Texto da página:
┄┄┄┄┄┄
Um pecador aos pés da cruz

 

Domingo, 24 de julho – celebrando o dia da Mulher Negra e latinoamericana, o projeto Erguendo a Voz, do Coletivo de Escritores Negros, do qual muito me orgulha fazer parte, foi recebido pelo Coletivo Autônomo Morro da Cruz para uma roda de escuta ativa e produção de cartas com as moradoras. A ideia era proporcionar um espaço de acolhimento e afeto, através da troca de experiências a fim de criar um canal de comunicação, talvez, permanente, para que essas mulheres possam se expressar contando as suas próprias histórias. Mas uma coisa que já aprendi é que acolher é uma via de duas mãos, ou muitas, e que, normalmente, quem acolhe acaba saindo mais acolhido e cheio de carinho.

Pra começar fomos de Van. Daí tu sabes, né, a gente entra numa Van com os amigos e imediatamente volta pra quinta série. Um quer falar mais bobagem que o outro, gente mandando ir direto pra Torres, tem musiquinha pro motorista, mexe com o pessoal na rua, assovia pra um conhecido na parada… e segue. No pé do morro já dá pra ter uma ideia do marzão de gente que mora ali, histórias reais a se perder de vista, no caso, de ouvido, cada beco um universo, em toda a esquina tem um vizinho que conhece todo mundo, em cada janelinha brilha a noite, mesmo que muitos não queiram, contra tudo e contra todos, os sonhos de um futuro de irmãozinhos nossos. E isso me comove.

“qual é o nível de escolaridade que se deseja para um lugar com mais de 60mil habitantes onde só se oferecem escolas de Ensino Fundamental?”

Imagina a riqueza que emerge em uma escuta individual, direcionada, atenta e amorosa com essas mulheres. Algumas ajudaram a estabelecer a comunidade. Muitas vieram bem pequenas e se criaram ali. E outras ainda, como a Sofia, no ventre de uma jovem mãezinha, que antes de chegarem ao mundo já se alimentam dos vínculos e recebem o apoio de uma rede com tramas tão resistentes e ao mesmo tempo tão delicadas que são invisíveis aos olhos do poder púbico. Por que qual é o nível de escolaridade que se deseja para um lugar com mais de 60mil habitantes onde só se oferecem escolas de Ensino Fundamental? Isso, sim, fica bem nítido. Tudo por aqui é iniciativa da coletividade. Pois se esperar alguma coisa do Estado a Sofia fica velha e não mudou nada.
┄┄┄┄┄┄
Dados fornecidos:
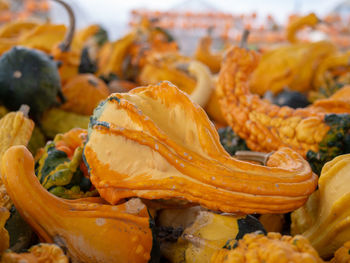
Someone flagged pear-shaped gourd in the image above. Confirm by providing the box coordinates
[1,146,152,263]
[84,82,317,216]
┄┄┄┄┄┄
Partes do exercício:
a - No texto sobre a visita ao Morro da Cruz, qual coletivo recebeu o projeto Erguendo a Voz?
b - Prossiga com o texto sobre a visita ao Morro da Cruz a partir do ponto em que ele termina.

As respostas:
a - O Coletivo Autônomo Morro da Cruz.

b -
Como o projeto Erguendo a Voz é feito por e para mulheres, para que ficassem mais à vontade, minha função foi cuidar das crianças, na verdade, minha e da Marcela, que é marida de uma das gurias do coletivo. A proposta foi um curso prático de física e dobraduras em celulose com propulsão eólica, ou seja, campeonato de aviões de papel. E foi só falar avião de papel que já estávamos em um total de oito crianças: a Larissa (que valia por três); sua irmã, Luiza (que valia por duas); a marida, Marcela (que se revelou uma criança muito ativa e divertida, apesar de um pouco teimosa); o motorista (mais criança do que as crianças); e eu (que, parafraseando meu Maria, não sei o dia em que a minha infância acabou. Não sei, com certeza, se acabou. Porque não sei se ainda sou um menino ou se sempre fui velho).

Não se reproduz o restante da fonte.